List every line in the records below that contains the word "person", copying each such line in full.

===== Records for the task

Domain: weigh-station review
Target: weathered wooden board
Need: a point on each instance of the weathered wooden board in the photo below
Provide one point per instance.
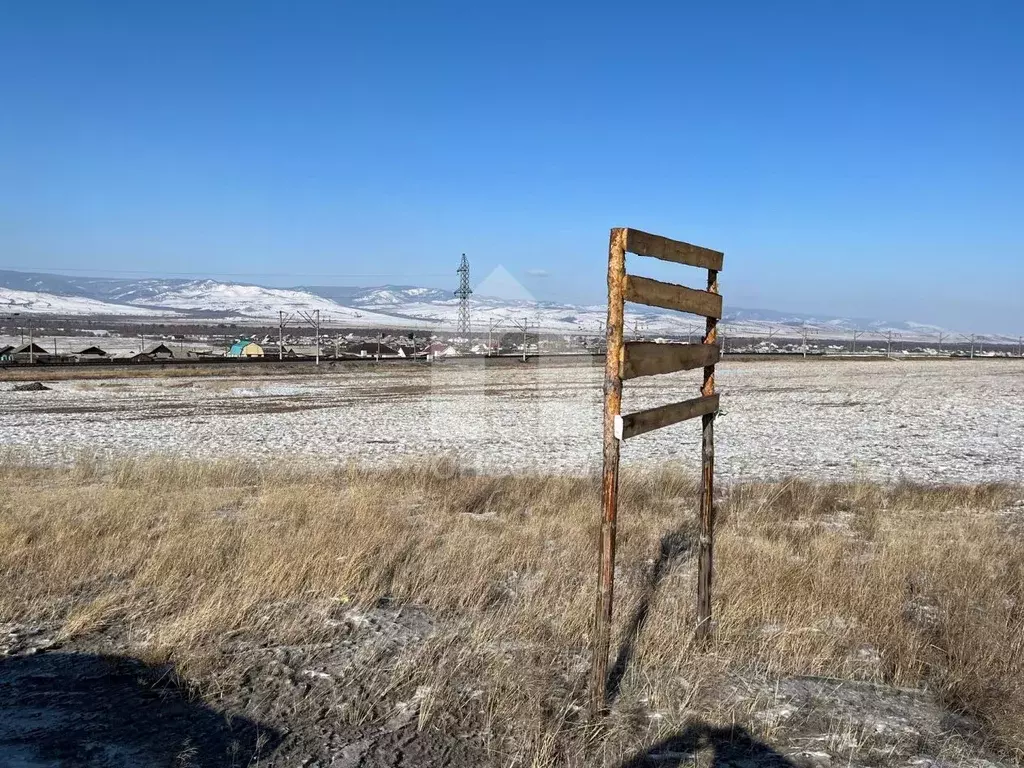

==========
===== Records for the task

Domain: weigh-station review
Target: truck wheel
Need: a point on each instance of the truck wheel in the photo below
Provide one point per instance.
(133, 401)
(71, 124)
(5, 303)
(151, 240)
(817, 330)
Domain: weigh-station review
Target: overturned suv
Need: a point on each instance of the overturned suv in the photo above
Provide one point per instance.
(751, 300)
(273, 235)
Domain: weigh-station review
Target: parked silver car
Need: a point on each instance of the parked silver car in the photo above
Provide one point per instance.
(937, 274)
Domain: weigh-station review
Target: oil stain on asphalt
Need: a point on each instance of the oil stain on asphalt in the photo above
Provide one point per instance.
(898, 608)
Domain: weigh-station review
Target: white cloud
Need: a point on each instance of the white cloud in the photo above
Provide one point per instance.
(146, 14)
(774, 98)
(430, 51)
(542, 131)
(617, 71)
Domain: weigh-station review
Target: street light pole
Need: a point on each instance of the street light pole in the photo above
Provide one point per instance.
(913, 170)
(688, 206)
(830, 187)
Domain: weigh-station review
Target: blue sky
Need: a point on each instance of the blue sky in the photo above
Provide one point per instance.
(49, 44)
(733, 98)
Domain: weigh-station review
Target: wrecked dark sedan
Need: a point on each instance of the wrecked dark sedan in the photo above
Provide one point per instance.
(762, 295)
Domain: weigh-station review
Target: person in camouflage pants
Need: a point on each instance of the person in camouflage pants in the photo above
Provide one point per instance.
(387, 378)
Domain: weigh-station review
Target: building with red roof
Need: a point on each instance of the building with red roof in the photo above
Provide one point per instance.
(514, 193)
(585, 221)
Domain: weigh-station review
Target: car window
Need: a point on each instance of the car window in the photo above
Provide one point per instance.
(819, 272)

==========

-- Complete output --
Target: person in camouflage pants
Need: a point on each instance of the person in camouflage pants in the photo above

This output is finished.